#### Exercise
Gather each line containing the string "Question" from these entries.

#### Exercise inputs
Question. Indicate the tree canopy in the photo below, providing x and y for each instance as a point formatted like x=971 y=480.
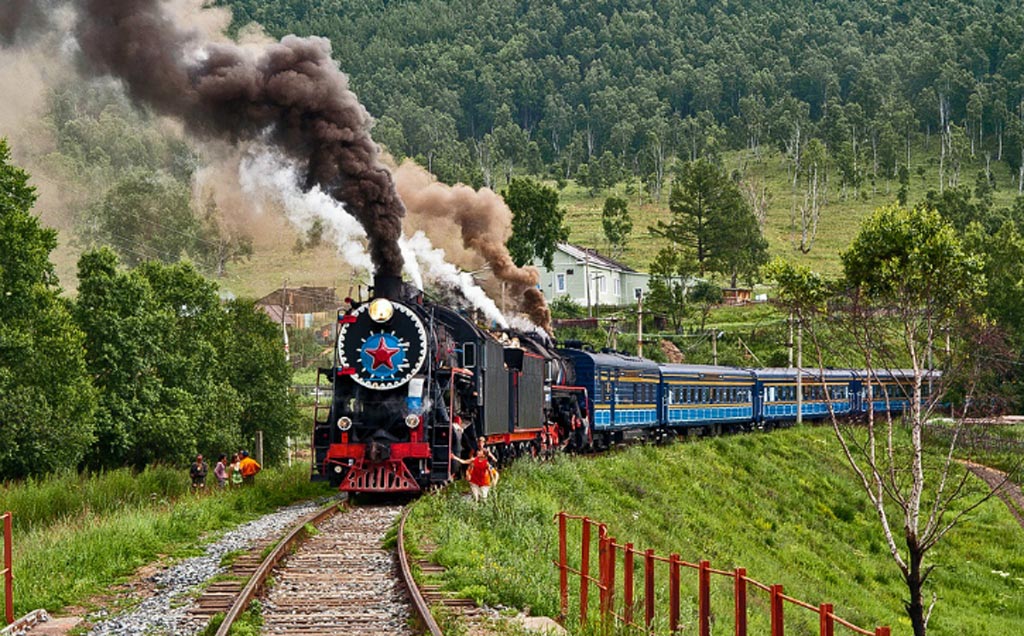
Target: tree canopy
x=713 y=221
x=46 y=397
x=474 y=88
x=537 y=221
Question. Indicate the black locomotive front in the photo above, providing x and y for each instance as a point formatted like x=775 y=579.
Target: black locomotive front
x=380 y=433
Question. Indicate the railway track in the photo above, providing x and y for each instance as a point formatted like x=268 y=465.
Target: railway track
x=337 y=580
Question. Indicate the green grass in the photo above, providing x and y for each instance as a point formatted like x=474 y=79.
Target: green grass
x=783 y=505
x=39 y=502
x=839 y=223
x=82 y=554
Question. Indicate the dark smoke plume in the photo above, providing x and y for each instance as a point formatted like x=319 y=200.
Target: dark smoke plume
x=484 y=221
x=292 y=91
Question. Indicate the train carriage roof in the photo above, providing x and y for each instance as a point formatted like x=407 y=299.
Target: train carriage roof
x=610 y=358
x=705 y=371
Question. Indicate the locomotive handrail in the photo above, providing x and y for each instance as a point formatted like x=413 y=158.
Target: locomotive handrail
x=414 y=591
x=605 y=582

#### Task solution
Question. Indicate the tree canopy in the photo below, providing x and y for each instance as a point formatted like x=971 y=480.
Question. Indicate the black locomotive front in the photo above, providing x and y for each instance as a point formatted like x=775 y=579.
Question. Indicate the railway track in the photo above, providing x and y for each instance as a point formatted like x=268 y=465.
Question. Indicate the green grass in the photo above, providing x and y for each instance as a point formatted like x=474 y=79.
Question. Indicate the dark smoke plume in the photo above, providing x and y for each instance as a point formatted like x=319 y=200.
Question. Indicate the train carriage roof in the photo above, providing x and y for each instance as a point formatted like x=407 y=299.
Question. Indicate the locomotive handrail in the photo above, providing x and y for each instance as a point formatted like x=413 y=158.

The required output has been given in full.